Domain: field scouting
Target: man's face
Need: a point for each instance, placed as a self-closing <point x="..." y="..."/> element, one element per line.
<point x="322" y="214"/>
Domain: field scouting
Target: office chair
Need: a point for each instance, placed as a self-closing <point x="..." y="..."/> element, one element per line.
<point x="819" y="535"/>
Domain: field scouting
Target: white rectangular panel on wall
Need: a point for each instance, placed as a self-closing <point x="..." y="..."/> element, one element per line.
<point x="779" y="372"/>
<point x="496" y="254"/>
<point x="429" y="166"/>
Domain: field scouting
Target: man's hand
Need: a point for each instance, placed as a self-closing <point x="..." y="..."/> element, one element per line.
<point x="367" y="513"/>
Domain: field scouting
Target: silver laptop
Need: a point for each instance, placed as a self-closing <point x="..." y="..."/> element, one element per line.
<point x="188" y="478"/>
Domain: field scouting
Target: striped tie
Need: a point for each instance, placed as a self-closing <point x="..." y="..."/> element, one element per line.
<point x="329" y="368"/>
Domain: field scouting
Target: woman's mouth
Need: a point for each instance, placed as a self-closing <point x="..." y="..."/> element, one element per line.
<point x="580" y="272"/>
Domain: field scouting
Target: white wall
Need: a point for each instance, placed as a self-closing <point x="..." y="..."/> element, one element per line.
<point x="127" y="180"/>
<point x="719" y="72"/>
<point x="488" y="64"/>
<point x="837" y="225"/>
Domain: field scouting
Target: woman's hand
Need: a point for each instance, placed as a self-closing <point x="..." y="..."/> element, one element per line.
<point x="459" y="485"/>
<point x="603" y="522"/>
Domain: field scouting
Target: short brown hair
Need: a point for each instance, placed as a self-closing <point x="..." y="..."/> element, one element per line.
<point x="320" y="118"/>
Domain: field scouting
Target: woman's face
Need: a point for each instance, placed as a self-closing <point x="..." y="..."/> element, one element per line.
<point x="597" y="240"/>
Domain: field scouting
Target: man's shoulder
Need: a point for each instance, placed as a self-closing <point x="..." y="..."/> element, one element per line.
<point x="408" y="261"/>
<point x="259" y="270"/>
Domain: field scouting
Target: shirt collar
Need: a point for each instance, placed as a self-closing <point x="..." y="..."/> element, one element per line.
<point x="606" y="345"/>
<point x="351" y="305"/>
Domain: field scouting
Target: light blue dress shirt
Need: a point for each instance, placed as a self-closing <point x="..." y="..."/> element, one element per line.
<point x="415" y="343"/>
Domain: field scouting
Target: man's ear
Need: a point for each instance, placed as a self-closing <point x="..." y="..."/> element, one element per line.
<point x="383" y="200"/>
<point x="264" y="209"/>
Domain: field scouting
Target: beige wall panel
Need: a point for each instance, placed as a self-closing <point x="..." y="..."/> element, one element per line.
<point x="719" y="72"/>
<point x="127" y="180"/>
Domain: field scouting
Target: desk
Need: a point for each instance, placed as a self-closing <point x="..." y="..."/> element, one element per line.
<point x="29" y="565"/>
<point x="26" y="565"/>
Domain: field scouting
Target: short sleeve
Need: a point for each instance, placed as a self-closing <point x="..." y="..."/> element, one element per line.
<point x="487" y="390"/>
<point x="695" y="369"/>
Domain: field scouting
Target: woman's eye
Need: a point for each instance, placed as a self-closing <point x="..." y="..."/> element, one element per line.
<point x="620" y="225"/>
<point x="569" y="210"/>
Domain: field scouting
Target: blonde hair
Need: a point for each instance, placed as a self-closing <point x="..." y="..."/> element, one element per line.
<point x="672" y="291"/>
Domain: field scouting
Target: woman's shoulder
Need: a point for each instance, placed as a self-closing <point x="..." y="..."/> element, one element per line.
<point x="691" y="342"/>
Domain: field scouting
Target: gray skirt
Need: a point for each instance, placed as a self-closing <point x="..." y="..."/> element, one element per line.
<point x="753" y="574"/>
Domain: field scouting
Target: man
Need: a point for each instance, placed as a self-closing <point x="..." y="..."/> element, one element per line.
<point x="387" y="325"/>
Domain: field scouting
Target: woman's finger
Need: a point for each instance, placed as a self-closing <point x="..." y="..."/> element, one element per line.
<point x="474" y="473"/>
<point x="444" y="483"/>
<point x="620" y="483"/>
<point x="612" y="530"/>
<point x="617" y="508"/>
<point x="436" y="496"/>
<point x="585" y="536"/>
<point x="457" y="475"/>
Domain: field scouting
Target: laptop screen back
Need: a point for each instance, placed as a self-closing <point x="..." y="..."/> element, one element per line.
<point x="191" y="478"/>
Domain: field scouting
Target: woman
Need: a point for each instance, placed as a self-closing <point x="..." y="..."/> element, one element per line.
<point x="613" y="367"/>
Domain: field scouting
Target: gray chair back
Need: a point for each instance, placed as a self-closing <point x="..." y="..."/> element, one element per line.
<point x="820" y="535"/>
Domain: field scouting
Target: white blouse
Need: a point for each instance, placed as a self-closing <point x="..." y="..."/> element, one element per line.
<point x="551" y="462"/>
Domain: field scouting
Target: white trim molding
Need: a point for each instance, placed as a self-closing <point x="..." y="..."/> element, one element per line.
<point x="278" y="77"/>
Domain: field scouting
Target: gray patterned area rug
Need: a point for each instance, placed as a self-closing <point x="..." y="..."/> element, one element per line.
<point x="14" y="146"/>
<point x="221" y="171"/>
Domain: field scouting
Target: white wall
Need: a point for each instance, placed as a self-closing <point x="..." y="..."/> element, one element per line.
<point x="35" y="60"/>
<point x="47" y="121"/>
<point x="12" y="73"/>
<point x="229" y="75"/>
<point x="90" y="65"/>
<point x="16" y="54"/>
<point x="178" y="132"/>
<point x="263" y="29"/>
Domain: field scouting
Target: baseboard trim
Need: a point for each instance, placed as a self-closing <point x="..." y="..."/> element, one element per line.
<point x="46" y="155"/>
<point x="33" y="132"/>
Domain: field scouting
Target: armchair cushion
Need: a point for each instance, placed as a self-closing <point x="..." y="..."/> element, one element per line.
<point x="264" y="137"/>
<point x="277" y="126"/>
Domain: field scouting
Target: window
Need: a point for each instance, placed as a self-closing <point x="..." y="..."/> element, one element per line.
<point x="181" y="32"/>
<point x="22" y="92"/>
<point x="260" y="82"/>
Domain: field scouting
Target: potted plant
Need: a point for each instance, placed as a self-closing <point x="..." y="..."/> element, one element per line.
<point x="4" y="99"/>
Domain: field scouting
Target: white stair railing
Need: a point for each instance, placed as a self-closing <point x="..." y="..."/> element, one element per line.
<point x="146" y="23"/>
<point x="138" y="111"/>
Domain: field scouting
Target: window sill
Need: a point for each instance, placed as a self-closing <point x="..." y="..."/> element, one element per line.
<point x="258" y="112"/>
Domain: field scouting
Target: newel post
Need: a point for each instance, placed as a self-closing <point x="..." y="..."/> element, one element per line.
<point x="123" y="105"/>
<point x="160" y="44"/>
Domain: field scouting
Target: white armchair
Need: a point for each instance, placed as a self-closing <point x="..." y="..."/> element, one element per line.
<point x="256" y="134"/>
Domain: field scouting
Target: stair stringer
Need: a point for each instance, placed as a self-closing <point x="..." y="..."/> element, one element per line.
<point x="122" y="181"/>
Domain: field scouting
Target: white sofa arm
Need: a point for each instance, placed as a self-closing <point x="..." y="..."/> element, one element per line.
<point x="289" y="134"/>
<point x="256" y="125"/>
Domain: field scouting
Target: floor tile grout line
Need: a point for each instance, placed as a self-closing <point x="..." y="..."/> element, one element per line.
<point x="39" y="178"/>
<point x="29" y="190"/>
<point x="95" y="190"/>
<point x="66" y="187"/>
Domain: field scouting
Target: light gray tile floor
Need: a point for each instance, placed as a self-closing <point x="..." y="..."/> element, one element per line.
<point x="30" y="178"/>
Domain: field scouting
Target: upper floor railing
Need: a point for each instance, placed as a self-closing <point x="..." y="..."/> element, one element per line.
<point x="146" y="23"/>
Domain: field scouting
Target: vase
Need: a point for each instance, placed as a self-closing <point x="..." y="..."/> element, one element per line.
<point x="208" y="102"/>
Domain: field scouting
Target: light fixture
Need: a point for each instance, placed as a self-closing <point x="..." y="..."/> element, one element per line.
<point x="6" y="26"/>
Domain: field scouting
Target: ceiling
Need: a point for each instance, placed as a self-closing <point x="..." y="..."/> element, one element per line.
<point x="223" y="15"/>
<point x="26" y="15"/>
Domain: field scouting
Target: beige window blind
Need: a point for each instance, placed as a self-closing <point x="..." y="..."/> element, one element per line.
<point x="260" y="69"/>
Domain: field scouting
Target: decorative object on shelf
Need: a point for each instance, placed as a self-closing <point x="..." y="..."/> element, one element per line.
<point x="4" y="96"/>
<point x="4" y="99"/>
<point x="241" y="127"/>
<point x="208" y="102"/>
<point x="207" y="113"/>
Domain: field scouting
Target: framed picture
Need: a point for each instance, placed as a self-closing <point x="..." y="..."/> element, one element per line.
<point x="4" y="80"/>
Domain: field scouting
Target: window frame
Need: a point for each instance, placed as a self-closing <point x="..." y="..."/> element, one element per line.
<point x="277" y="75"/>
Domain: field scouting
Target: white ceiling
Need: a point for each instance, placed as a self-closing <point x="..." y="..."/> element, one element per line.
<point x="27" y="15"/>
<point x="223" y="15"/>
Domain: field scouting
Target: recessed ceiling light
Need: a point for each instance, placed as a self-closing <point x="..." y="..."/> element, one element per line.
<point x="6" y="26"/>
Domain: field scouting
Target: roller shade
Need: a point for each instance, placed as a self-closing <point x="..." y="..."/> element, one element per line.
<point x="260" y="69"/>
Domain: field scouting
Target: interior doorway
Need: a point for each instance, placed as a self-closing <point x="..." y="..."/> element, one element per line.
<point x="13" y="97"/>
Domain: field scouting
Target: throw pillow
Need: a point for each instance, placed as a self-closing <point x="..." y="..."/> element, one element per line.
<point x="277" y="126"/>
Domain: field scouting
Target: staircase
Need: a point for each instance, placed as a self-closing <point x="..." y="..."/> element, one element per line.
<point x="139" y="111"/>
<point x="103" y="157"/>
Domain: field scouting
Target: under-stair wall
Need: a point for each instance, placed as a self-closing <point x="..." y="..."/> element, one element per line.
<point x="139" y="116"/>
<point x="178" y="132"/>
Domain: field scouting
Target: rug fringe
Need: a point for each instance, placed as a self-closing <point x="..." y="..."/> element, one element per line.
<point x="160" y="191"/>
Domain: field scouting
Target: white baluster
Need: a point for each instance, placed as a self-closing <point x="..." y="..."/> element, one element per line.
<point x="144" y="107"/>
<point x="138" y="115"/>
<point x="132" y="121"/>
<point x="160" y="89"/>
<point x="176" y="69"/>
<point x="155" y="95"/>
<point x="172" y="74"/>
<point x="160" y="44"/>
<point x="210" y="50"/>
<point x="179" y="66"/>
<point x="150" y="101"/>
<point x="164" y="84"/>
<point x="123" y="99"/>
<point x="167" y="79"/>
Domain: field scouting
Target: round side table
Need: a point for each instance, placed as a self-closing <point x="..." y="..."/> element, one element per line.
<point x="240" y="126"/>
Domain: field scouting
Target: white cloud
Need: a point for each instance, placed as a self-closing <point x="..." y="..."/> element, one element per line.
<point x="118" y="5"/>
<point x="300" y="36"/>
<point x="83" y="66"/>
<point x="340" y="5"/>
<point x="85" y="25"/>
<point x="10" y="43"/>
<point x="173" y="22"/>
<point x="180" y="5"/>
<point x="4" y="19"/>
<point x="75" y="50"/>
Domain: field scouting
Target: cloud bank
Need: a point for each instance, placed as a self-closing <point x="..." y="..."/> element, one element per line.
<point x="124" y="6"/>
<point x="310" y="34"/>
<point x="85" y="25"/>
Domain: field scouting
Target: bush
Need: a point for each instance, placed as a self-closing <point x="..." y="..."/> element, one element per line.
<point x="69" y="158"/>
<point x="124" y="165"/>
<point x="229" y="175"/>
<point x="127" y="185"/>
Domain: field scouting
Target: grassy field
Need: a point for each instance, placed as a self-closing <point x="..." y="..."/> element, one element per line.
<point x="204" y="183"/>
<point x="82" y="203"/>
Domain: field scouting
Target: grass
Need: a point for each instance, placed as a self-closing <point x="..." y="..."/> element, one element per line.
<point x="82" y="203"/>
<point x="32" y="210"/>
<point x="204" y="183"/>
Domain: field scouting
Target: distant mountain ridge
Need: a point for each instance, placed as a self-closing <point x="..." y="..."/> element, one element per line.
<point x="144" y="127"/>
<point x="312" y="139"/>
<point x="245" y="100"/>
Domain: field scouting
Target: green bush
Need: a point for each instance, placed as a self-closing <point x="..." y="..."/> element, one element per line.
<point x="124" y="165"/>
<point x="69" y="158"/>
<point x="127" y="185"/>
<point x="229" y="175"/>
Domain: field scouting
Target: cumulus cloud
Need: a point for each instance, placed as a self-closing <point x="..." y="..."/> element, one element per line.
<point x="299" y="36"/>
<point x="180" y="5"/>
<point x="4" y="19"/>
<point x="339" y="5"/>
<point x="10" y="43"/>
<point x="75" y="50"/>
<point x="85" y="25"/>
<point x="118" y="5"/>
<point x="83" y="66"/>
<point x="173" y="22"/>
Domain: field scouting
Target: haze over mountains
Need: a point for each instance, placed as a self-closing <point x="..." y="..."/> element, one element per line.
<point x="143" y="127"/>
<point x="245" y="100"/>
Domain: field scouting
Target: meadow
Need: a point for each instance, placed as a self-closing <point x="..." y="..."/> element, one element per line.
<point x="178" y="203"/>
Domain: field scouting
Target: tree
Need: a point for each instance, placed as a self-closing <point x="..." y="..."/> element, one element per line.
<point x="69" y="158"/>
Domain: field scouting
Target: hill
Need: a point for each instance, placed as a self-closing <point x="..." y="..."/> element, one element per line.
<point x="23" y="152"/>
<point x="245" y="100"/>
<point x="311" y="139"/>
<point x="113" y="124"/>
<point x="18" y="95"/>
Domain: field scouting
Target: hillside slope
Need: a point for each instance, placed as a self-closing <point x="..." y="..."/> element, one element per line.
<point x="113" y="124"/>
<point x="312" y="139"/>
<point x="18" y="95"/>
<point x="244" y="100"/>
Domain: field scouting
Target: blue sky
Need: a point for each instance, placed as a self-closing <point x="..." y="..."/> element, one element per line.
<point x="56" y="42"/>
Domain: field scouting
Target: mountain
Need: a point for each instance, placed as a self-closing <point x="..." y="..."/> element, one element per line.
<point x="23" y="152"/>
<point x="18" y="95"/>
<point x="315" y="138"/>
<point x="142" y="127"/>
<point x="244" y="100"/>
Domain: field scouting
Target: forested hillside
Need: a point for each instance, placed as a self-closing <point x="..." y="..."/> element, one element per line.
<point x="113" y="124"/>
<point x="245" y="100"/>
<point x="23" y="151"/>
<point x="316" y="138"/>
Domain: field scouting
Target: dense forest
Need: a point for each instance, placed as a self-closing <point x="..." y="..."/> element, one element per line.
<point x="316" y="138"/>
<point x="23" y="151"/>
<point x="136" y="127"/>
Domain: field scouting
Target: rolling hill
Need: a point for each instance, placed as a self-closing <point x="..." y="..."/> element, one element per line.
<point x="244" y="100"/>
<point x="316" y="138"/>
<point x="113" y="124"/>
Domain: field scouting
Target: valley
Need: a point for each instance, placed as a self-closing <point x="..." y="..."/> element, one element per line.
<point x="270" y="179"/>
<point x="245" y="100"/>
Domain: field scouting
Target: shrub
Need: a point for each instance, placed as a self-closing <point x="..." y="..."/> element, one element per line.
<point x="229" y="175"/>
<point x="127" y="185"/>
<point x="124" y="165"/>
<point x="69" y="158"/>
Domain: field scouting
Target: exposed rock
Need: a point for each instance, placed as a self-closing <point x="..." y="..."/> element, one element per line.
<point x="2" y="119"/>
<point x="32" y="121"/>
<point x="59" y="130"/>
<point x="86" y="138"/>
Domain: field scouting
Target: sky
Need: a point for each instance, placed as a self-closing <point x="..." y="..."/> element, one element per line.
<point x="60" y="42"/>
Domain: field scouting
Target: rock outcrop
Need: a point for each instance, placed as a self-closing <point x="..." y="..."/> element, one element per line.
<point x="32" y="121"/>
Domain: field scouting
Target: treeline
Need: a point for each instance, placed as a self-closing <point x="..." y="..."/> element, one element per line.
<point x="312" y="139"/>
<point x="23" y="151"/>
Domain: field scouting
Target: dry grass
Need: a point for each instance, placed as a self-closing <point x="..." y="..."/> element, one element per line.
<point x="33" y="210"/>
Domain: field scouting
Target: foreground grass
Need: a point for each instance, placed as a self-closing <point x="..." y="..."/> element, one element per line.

++++

Directions for this task -> Only one thing belongs in the answer: the number of lines of the data that contain the string "tile".

Task response -> 2